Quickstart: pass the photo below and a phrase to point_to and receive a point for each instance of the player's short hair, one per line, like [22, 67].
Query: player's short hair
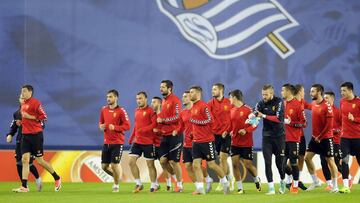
[114, 92]
[319, 88]
[348, 85]
[157, 98]
[298, 88]
[142, 93]
[268, 87]
[29, 88]
[168, 83]
[197, 88]
[330, 93]
[290, 88]
[220, 86]
[237, 94]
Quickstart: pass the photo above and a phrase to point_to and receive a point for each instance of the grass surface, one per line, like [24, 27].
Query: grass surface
[101, 192]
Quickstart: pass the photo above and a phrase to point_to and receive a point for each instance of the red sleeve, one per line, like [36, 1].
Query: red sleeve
[181, 125]
[328, 126]
[41, 115]
[124, 124]
[101, 120]
[250, 129]
[149, 128]
[273, 119]
[302, 120]
[307, 105]
[132, 136]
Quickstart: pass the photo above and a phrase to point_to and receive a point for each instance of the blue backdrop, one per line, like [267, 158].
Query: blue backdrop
[72, 52]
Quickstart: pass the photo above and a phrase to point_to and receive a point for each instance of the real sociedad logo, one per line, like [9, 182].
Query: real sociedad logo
[226, 29]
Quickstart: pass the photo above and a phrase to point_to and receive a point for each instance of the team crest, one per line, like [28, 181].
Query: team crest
[291, 111]
[241, 113]
[226, 29]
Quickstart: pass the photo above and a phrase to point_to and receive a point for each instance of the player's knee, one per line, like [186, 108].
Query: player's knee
[345, 160]
[163, 161]
[189, 166]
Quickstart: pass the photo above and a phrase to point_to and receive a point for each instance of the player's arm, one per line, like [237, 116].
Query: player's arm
[307, 105]
[301, 123]
[279, 117]
[204, 121]
[124, 123]
[173, 118]
[151, 126]
[13, 129]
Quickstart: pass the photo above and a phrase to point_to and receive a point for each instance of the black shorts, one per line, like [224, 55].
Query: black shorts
[350, 146]
[111, 153]
[187, 155]
[324, 148]
[337, 152]
[157, 153]
[205, 150]
[292, 150]
[273, 145]
[171, 147]
[18, 154]
[139, 149]
[33, 143]
[243, 152]
[222, 144]
[302, 147]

+ + +

### TASK DIRECTIONS
Copy every line above word for word, but leave out the picture.

### THE ANSWER
Quickstart: pass the photo below and a phrase to point_to and receive a point for each instance of the player's short hair, one per line, like [22, 67].
Query: player's short hair
[114, 92]
[319, 88]
[348, 85]
[157, 98]
[298, 88]
[142, 93]
[268, 87]
[29, 88]
[168, 83]
[197, 88]
[330, 93]
[290, 88]
[220, 86]
[237, 94]
Quickstart: pass the photo above and a phrase to point_to and receive a point for each instance of the grass surface, one per line, like [24, 27].
Query: grass surface
[101, 192]
Quickstart: pass the photo above and a phrase to point_to and receive a point for each instance of the red sleeve, one per line, like [36, 1].
Query: red sleeve
[181, 125]
[328, 126]
[41, 115]
[124, 124]
[101, 120]
[250, 129]
[149, 128]
[273, 119]
[302, 120]
[307, 105]
[132, 136]
Quickstart: pass the photo above and a phrase to point_to and receive a point for each instance of the blue backdrop, one per line, like [267, 158].
Query: blue backdrop
[72, 52]
Quickstart: pass the photo above and a phrase to point_to and receive a point for each instance of the real sociedad logo, one per line, like [9, 182].
Query: real sociedad logo
[226, 29]
Quickstart: pass the photo above and a phrase to point_to and receive a point for each instance of the team crest, one per line, like [28, 181].
Query: team crest
[291, 111]
[241, 113]
[226, 29]
Quickstart: pass the photo above and a phrase to point_to and receive a point for each instance of the player's knee, one per line, like [186, 108].
Query: player's knee
[345, 160]
[163, 161]
[189, 166]
Quickstart: pass the photo above and a phrase to point_to and receive a point for each instance of the player's arm, one per line, like [237, 116].
Query: player's arm
[307, 105]
[301, 123]
[279, 117]
[204, 121]
[124, 123]
[173, 118]
[151, 126]
[13, 129]
Quickstart: pass the photo above and a phrase to point_to and receive a point for each instance of the black shorts, one per line, like [224, 55].
Query: black shorts
[350, 146]
[111, 153]
[187, 155]
[324, 148]
[337, 152]
[157, 153]
[205, 150]
[292, 150]
[273, 145]
[171, 147]
[18, 154]
[139, 149]
[33, 143]
[243, 152]
[222, 144]
[302, 147]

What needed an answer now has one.